▸ GIVEN EXERCISE
Quote the superhero RPG commentary below, starting with "This mostly seems" and going on through "to tell you.".
====== QUOTED PASSAGE ======
This mostly seems to be a case of looking for flaws rather than seeing the awesome with superhero RPGS. The idea than random roll character generation leads to an imbalanced party and make some feel less connected to their PC than if they had hand crafted it but then turning around and describing point-based character generation as prone to munchkin behavior and being too nitpicky ... well, what do you want? Those are two almost opposite approaches with a lot of positives on each side so if you can't get excited about either one I'm not sure what to tell you.


Fortunately now we have a third approach with the more narrative games like Marvel Heroic and Sentinels of the Multiverse (whatever the official state of the game may be the books are still out there), and ICONS and the various PBTA and FATE-based games. He seems to have completely missed MHR and SotM but he does mention the latter two. 
  • FATE gets dismissed as requiring a lot of homework and having books built around specific settings. Alright that's a new take on FATE but OK. I'm pretty sure you just need FATE core or FATE light + a super book of your choice and you're good to go and if you're running FATE yo ucan really use any book as a setting - you don't really need a ton of specific mechanics. 
  • PBTA he mostly describes Masks and while he likes the system he's not thrilled with the setting - yeah, I don't play supers games to focus in on teen drama either. Not my thing but it's not like they don't tell you that up front.
To wrap this up I feel like I see some of these opinions quite a bit when it comes to superhero roleplaying games and while some of them are just personal taste some of them are just opinions molded by years of internet-fueled standard takes on them: Champions is hard, Marvel was just a kids game, etc. I also think some people when looking back at things have their opinions bent by today's common knowledge as if it was yesteryear's common knowledge. We liked Marvel. We liked DCH. We loved Champions. We liked V&V. Sure, they're all different but they all have some really cool elements that stand out and they established a lot of the "standards" that are just kind of built-in today. Maybe no single ruleset was perfect but that's the beauty of RPG's - change it! Stick with a game and tweak it to fit your group!



I feel like a lot of RPG opinion these days is fueled by very thin experience levels. When I see criticism of a game  - new or old - I always want to know:
  • Have you read it? All of it, not skimmed it?
  • Have you made some characters for it?
  • Have you run a test fight?
  • Have you played it?
  • Have you run it? 
  • And for either of those - for how long?
This stuff matters. From forums to blogs to YouTube there are so many new games coming out that discussion tends to max out at "I read the book" and you have to dig to find people really getting into a game and not just theory-crafting stuff from a first impression. The Necessary Evil comment about 11 sessions being one of the writers longest RPG runs just has me shaking my head as yes that's enough to get a feel for things but how much did you play or run all of those other games? Yes, I ran an original Rifts campaign for over a year and I can tell you the system is a huge pain and if you are looking for balance it is absolutely not the game for you but it is completely playable. Not easy all the time but you can run it. Having run some sessions of Savage Worlds Rifts I can tell you it's a much better game for me and something I am far more likely to run now than OG Rifts. That's the benefit of experience.
====== DATASET EXCERPTS ======
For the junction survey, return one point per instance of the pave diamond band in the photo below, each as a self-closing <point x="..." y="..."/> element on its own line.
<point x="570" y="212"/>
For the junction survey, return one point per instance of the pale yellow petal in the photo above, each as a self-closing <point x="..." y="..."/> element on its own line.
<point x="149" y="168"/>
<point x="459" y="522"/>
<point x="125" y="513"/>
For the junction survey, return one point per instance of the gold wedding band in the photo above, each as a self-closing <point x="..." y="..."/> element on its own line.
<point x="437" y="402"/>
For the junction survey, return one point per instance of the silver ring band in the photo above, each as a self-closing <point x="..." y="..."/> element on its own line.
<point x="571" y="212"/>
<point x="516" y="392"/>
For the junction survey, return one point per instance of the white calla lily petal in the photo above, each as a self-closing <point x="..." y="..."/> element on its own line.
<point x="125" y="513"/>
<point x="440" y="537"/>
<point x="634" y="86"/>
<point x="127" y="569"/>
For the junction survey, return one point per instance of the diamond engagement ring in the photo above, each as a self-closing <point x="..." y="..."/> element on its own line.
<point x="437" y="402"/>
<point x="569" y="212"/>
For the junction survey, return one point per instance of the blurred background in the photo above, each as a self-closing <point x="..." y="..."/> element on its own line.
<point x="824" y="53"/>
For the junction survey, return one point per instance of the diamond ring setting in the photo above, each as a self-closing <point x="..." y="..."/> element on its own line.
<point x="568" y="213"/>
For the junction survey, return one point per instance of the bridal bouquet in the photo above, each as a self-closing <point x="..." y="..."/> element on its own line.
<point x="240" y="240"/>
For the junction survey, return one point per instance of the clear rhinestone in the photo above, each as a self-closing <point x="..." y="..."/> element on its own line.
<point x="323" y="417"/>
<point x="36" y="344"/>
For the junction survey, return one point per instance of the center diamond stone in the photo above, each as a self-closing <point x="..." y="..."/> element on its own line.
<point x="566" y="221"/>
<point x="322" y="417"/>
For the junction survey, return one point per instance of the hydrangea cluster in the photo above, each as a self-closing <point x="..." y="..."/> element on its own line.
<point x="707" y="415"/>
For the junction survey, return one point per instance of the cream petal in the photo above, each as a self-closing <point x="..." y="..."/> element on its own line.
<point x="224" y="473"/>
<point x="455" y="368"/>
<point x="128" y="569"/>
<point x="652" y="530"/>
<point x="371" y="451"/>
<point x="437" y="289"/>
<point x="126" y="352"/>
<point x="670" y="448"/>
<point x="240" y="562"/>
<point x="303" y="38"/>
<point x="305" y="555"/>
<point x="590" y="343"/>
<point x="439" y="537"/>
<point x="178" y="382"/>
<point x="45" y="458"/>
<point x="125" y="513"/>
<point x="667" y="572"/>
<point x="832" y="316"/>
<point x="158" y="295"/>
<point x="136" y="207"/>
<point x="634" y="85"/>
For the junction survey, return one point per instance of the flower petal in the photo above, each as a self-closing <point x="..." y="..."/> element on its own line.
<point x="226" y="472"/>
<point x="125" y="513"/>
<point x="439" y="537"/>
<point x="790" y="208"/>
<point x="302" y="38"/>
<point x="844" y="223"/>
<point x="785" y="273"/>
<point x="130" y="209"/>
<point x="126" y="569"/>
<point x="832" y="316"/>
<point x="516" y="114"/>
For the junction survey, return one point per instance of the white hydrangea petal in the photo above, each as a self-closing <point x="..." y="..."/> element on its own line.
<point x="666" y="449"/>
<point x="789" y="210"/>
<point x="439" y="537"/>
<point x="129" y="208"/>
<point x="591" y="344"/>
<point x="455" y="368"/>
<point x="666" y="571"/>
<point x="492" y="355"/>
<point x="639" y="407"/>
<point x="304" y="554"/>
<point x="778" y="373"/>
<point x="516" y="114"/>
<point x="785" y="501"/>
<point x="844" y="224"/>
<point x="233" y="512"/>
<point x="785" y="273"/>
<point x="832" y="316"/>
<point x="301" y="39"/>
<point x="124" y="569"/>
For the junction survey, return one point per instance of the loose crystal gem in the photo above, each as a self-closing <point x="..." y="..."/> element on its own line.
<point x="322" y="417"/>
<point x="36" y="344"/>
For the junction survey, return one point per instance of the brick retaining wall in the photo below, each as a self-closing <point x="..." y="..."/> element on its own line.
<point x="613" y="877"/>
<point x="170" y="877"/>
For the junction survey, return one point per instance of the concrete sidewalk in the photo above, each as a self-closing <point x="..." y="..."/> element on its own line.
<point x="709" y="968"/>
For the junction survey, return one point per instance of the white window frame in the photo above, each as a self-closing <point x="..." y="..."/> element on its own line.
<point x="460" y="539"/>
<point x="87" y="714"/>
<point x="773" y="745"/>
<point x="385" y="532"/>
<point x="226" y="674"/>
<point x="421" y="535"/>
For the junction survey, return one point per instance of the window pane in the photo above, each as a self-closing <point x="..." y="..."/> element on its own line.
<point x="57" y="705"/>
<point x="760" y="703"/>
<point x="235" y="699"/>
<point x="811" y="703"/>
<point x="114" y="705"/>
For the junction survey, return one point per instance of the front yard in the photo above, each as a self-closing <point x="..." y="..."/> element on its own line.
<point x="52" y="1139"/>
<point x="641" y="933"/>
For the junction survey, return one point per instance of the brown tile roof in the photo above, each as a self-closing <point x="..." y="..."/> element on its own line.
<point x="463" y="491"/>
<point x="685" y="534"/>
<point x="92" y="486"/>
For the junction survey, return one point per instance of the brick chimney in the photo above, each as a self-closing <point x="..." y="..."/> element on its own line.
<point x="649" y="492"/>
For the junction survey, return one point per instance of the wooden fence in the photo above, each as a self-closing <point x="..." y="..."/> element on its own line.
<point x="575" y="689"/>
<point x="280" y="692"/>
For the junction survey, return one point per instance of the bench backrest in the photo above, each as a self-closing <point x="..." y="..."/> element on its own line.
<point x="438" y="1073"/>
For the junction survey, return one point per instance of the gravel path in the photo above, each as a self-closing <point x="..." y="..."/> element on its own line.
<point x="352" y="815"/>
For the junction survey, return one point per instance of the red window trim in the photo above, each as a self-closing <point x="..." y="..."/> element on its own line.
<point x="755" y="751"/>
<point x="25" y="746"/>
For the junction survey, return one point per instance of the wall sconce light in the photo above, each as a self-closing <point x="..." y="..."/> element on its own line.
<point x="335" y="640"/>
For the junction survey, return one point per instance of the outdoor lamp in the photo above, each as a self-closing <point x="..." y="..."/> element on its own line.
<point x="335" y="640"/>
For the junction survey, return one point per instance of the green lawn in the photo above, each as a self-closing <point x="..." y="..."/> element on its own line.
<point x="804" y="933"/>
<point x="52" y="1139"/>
======
▸ RIGHT ANSWER
This mostly seems to be a case of looking for flaws rather than seeing the awesome with superhero RPGS. The idea than random roll character generation leads to an imbalanced party and make some feel less connected to their PC than if they had hand crafted it but then turning around and describing point-based character generation as prone to munchkin behavior and being too nitpicky ... well, what do you want? Those are two almost opposite approaches with a lot of positives on each side so if you can't get excited about either one I'm not sure what to tell you.